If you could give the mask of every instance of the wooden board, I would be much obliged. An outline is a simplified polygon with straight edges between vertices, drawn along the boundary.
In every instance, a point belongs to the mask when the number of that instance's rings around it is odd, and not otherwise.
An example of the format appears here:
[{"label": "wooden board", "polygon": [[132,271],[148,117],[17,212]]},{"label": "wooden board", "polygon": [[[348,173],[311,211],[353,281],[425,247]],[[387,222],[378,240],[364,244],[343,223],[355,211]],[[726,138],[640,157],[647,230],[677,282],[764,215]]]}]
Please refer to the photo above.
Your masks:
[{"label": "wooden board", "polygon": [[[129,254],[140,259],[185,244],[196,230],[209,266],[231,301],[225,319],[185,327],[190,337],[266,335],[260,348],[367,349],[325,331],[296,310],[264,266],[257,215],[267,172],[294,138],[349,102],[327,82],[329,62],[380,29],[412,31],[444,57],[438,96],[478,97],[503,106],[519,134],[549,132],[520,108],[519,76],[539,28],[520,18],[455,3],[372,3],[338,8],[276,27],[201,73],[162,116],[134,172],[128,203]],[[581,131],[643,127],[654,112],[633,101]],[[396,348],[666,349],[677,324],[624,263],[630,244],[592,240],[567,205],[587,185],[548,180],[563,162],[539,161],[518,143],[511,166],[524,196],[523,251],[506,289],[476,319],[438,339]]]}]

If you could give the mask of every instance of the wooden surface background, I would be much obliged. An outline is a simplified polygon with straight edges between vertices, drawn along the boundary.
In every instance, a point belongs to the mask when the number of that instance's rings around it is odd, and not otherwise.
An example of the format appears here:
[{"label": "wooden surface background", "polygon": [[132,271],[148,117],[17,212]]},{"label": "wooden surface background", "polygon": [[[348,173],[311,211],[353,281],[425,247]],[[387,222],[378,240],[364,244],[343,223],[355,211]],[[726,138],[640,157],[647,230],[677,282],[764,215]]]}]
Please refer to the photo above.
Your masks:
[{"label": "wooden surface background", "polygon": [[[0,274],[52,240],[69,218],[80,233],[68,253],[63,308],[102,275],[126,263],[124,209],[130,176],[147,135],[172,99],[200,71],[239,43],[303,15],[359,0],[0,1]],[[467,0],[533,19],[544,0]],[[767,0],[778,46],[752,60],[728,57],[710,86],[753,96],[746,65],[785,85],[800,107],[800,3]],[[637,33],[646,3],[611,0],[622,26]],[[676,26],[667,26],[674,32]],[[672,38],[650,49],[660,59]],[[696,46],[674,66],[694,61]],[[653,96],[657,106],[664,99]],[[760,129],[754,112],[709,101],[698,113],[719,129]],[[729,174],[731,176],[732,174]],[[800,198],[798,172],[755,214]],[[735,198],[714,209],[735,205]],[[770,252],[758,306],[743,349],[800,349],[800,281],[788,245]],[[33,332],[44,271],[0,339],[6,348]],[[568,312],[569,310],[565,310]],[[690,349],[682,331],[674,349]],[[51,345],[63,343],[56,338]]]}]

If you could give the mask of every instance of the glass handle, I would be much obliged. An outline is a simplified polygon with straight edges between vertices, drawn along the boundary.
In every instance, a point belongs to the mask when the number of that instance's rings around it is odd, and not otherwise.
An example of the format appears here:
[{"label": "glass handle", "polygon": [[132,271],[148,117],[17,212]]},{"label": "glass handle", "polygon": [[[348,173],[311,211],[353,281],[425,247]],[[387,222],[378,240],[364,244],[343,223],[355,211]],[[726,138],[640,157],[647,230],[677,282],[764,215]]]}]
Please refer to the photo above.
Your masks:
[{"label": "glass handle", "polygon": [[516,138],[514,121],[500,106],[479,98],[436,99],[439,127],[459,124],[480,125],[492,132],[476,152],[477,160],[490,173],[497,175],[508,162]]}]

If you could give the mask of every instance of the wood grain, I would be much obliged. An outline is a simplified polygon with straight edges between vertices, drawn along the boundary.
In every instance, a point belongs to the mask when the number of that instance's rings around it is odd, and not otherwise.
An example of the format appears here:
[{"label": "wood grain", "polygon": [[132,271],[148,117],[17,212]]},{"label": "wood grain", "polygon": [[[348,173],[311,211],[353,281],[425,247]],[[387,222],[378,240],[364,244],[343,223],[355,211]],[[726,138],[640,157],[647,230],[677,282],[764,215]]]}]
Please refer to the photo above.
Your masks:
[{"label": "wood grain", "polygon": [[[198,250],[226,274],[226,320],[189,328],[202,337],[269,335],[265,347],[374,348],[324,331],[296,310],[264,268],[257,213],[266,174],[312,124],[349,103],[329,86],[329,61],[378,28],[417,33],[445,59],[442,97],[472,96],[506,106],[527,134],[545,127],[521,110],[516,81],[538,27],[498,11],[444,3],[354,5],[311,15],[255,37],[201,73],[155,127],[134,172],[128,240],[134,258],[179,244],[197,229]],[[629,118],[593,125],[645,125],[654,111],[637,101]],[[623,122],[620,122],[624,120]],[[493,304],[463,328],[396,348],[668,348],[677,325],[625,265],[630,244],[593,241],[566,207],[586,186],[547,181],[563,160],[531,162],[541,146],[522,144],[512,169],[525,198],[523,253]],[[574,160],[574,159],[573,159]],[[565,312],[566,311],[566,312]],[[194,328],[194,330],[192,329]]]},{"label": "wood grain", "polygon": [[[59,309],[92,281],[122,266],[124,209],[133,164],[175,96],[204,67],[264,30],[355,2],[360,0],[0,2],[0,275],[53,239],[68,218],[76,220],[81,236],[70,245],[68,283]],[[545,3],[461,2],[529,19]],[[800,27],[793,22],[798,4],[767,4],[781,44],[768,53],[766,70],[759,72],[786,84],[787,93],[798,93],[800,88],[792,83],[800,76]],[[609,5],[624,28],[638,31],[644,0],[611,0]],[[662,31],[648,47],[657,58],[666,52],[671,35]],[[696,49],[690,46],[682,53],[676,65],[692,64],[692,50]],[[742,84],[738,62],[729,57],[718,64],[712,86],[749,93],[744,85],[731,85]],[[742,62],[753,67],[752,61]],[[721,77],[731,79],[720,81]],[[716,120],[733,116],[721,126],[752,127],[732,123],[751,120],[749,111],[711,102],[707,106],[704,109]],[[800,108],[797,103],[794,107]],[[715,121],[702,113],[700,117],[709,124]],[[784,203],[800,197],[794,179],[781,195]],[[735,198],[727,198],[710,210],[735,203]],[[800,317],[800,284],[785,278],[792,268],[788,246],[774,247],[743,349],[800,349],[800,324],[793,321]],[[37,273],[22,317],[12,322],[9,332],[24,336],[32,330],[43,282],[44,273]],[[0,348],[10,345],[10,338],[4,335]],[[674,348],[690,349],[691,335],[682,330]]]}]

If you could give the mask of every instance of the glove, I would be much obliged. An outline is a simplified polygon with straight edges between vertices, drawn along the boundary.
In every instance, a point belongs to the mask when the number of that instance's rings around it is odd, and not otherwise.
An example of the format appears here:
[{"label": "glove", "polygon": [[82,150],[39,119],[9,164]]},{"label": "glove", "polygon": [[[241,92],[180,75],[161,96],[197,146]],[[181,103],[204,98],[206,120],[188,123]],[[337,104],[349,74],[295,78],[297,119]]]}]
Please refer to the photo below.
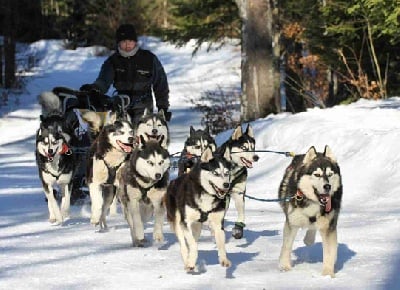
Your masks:
[{"label": "glove", "polygon": [[171,120],[172,113],[171,113],[171,112],[168,112],[168,108],[158,108],[158,111],[159,111],[159,112],[160,112],[161,110],[164,111],[165,120],[166,120],[167,122],[169,122],[169,121]]},{"label": "glove", "polygon": [[79,88],[79,90],[85,92],[100,92],[100,88],[96,84],[84,84]]}]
---
● **TASK BRIEF**:
Everything in the entries above, apart from the images, should be printed exactly.

● **PROBLEM SOLUTION**:
If you could give the mask of every instance of the wooden board, I would be much obliged. An outline is a simplified polygon with straight edges between vertices, drawn along the boundary.
In every instance, a point belongs to the mask when the number of that instance's rings around it is odd, and not otherwise.
An example of the format appears here:
[{"label": "wooden board", "polygon": [[132,271],[148,117],[17,212]]},{"label": "wooden board", "polygon": [[[348,173],[311,211],[353,281],[425,247]],[[387,222],[378,240],[364,244],[343,223],[355,211]],[[726,138],[640,157],[647,230],[677,282],[764,215]]]}]
Please refer to the photo above.
Your masks:
[{"label": "wooden board", "polygon": [[[129,254],[140,259],[185,244],[196,230],[209,266],[231,301],[225,319],[185,327],[190,337],[266,335],[260,348],[367,349],[325,331],[296,310],[264,266],[257,215],[267,172],[294,138],[349,102],[327,82],[329,62],[380,29],[412,31],[444,57],[438,96],[478,97],[503,106],[519,134],[549,132],[520,108],[519,76],[539,28],[520,18],[455,3],[372,3],[338,8],[276,27],[201,73],[162,116],[134,172],[128,203]],[[581,131],[643,127],[654,112],[633,101]],[[396,348],[666,349],[677,324],[624,263],[630,244],[592,240],[567,205],[587,185],[548,180],[563,162],[539,161],[518,143],[511,166],[524,196],[523,251],[506,289],[476,319],[438,339]]]}]

If you could give the mask of every instance of the wooden surface background, I would be much obliged. An outline is a simplified polygon with straight edges between vertices, drawn along the boundary.
In every instance, a point belongs to the mask when the number of that instance's rings around it is odd, and not otherwise.
An example of the format appears here:
[{"label": "wooden surface background", "polygon": [[132,271],[148,117],[17,212]]},{"label": "wooden surface background", "polygon": [[[348,173],[311,211],[353,281],[425,247]],[[387,222],[378,240],[364,244],[343,223],[355,211]],[[726,138],[640,157],[647,230],[677,282],[764,215]]]}]
Please refer to the photo above.
Your masks:
[{"label": "wooden surface background", "polygon": [[[0,274],[52,240],[69,218],[80,233],[68,253],[63,308],[102,275],[126,263],[124,209],[130,176],[147,135],[172,99],[200,71],[239,43],[303,15],[359,0],[0,1]],[[467,0],[533,19],[544,0]],[[767,0],[778,46],[752,60],[728,57],[710,86],[753,96],[746,65],[785,85],[800,107],[800,3]],[[637,33],[646,3],[611,0],[622,26]],[[676,26],[667,26],[674,32]],[[672,38],[650,49],[660,59]],[[696,46],[674,66],[694,61]],[[653,96],[657,106],[664,99]],[[760,129],[754,112],[709,101],[698,113],[719,129]],[[729,174],[731,176],[732,174]],[[800,198],[798,172],[755,214]],[[735,198],[714,209],[735,205]],[[770,252],[758,306],[743,349],[800,349],[800,281],[788,245]],[[33,332],[44,271],[0,339],[6,348]],[[568,312],[569,310],[565,310]],[[690,349],[682,331],[674,349]],[[51,345],[63,343],[56,338]]]}]

If you could give the mask of every instance of the glass handle, I would be much obliged. An outline is a simplified polygon with straight edges between vertices, drawn along the boundary.
In every instance, a point belongs to the mask when the number of that instance's rings around it is odd, and not otherwise.
An example of the format appears here:
[{"label": "glass handle", "polygon": [[132,271],[148,117],[17,212]]},{"label": "glass handle", "polygon": [[[348,173],[311,211],[353,281],[425,247]],[[387,222],[378,240],[364,244],[343,223],[355,211]],[[726,138],[640,157],[647,230],[677,282],[764,215]]]}]
Please refer to the photo above.
Your masks:
[{"label": "glass handle", "polygon": [[516,138],[514,121],[500,106],[479,98],[436,99],[439,127],[459,124],[480,125],[492,132],[476,152],[477,160],[490,173],[497,175],[508,162]]}]

If you could give the mask of every instance of the wood grain, I would be much obliged. An outline is a simplified polygon with straight edges between vertices, drawn along the boundary.
In every instance, a point belongs to the mask when the number of that instance's rings around it is odd, and not otherwise.
An example of the format appears here:
[{"label": "wood grain", "polygon": [[132,271],[148,117],[17,212]]},{"label": "wood grain", "polygon": [[[348,173],[311,211],[353,281],[425,247]],[[387,222],[378,240],[364,244],[343,223],[355,211]],[[726,138],[640,157],[647,230],[677,282],[764,215]]]}]
Please refer to the photo above.
Your masks:
[{"label": "wood grain", "polygon": [[[198,250],[226,274],[226,320],[189,328],[202,337],[269,335],[265,347],[374,348],[324,331],[296,310],[264,268],[257,213],[266,174],[312,124],[349,103],[329,86],[329,61],[378,28],[417,33],[445,59],[442,97],[472,96],[506,106],[527,134],[545,127],[521,110],[516,81],[538,27],[498,11],[444,3],[354,5],[311,15],[255,37],[201,73],[155,127],[134,172],[128,240],[134,258],[179,244],[197,229]],[[629,118],[593,125],[645,125],[654,111],[637,101]],[[623,122],[620,122],[624,120]],[[493,304],[463,328],[396,348],[668,348],[677,325],[625,265],[630,244],[593,241],[566,207],[586,186],[547,181],[563,160],[531,162],[541,146],[522,144],[512,169],[525,198],[523,253]],[[574,160],[574,159],[573,159]],[[565,312],[566,311],[566,312]],[[194,328],[194,330],[192,329]]]},{"label": "wood grain", "polygon": [[[59,309],[92,281],[122,266],[124,209],[133,164],[175,96],[204,67],[264,30],[355,2],[360,0],[0,2],[0,275],[53,239],[68,218],[76,220],[81,236],[70,245],[68,283]],[[545,3],[461,2],[529,19]],[[800,27],[793,22],[798,4],[767,4],[781,44],[768,53],[766,70],[759,72],[786,84],[787,93],[798,93],[800,88],[792,83],[800,76]],[[609,5],[624,28],[638,31],[644,0],[611,0]],[[662,31],[648,47],[657,58],[666,52],[671,35]],[[696,49],[690,46],[682,53],[676,65],[692,64],[692,50]],[[742,84],[738,62],[729,57],[718,64],[712,86],[749,93],[744,85],[731,85]],[[742,62],[753,67],[752,61]],[[721,77],[731,79],[720,81]],[[716,120],[733,116],[721,126],[752,127],[732,123],[751,120],[749,111],[711,102],[707,106],[704,109]],[[800,108],[797,103],[794,107]],[[715,121],[702,113],[700,117],[709,124]],[[784,203],[800,197],[794,179],[781,195]],[[735,198],[727,198],[710,210],[735,203]],[[800,317],[800,284],[785,278],[792,268],[788,246],[774,247],[743,349],[800,349],[800,324],[793,321]],[[37,273],[22,317],[12,322],[9,332],[24,336],[32,330],[43,282],[44,273]],[[0,348],[10,345],[10,338],[4,335]],[[674,348],[690,349],[691,335],[682,330]]]}]

If you could give the mask of every instance of the glove, I would be much obliged. An outline is a simplified polygon with straight edges between vertices, drawn along the boundary.
In every instance, a point belongs to the mask when the number of that instance's rings around it is odd, and not otherwise.
An example of the format appears here:
[{"label": "glove", "polygon": [[82,150],[39,119],[9,164]]},{"label": "glove", "polygon": [[[241,92],[180,75],[161,96],[197,146]],[[181,103],[204,98],[206,120],[188,123]],[[337,104],[349,74],[295,78],[297,119]]]}]
Please refer to the photo below.
Your masks:
[{"label": "glove", "polygon": [[171,120],[172,113],[171,113],[171,112],[168,112],[168,108],[158,108],[158,111],[159,111],[159,112],[160,112],[161,110],[164,111],[165,120],[166,120],[167,122],[169,122],[169,121]]},{"label": "glove", "polygon": [[79,88],[79,90],[85,92],[100,92],[100,88],[96,84],[84,84]]}]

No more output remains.